══ ИСХОДНЫЙ ТЕКСТ

2. Речевой акт – это индивидуальное и каждый раз новое употребление языка как средства общения различных индивидов. Речевой акт должен быть обязательно двусторонним: говорение – слушание, что составляет непрерывное единство, обусловливающее взаимопонимание. Речевой акт, прежде всего процесс, который изучается физиологами, акустиками, психологами и языковедами. Речевой акт может быть не только услышан (при устной речи), но и записан (при письменной речи), а также, в случае устного речевого общения, зафиксирован на магнитофонной пленке или на цифровом носителе. Речевой акт тем самым доступен изучению и описанию с разных точек зрения и по методам разных наук.
3. Самое трудное определить, что такое речь. Речь - проявление и функционирование языка, сам процесс общения; она единична для каждого носителя языка. Это явление переменное в зависимости от говорящего лица. Прежде всего, это не язык и не отдельный речевой акт. Язык и речь - две стороны одного и того же явления. Язык присущ любому человеку, а речь - конкретному человеку. Мы говорим об устной и письменной речи, и это вполне правомерно, мы говорим о речи ребенка, о школьника, о речи молодежи, о сценической речи, об орфоэпической речи, о прямой и косвенной речи, о деловой и художественной речи о монологической и диалогической и т.д. Все это разные возможности использования языка, отображения для того или иного задания, это разные формы применения языка в различных ситуациях общения. И вот это является предметом языковедения. Тогда как «психофизический механизм» - предмет физиологии, психологии и акустики, данными которых лингвист должен пользоваться.
2 ФУНКЦИИ ЯЗЫКА. РЕЧЬ. ФУНКЦИИ РЕЧИ
Давая характеристику функциям языка и речи, предварительно будет уместным определить понятие «общение».
Общение (коммуникация) – это передача от одного лица другому какого-то сообщения с той или иной целью. Общение совершается в результате коммуникативной деятельности двух или нескольких лиц в определенной ситуации при наличии общего средства общения.

════
══ ДАННЫЕ

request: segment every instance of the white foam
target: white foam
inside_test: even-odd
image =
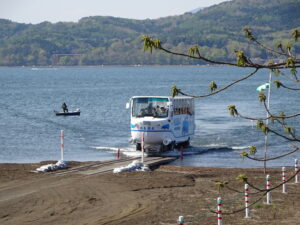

════

* УСЛОВИЕ ЗАДАЧИ
Как в исходном тексте определяется общение (коммуникация)? Отвечайте, опираясь только на исходный текст.

* ОТВЕТ К ЗАДАЧЕ
Это передача от одного лица другому какого-то сообщения с той или иной целью.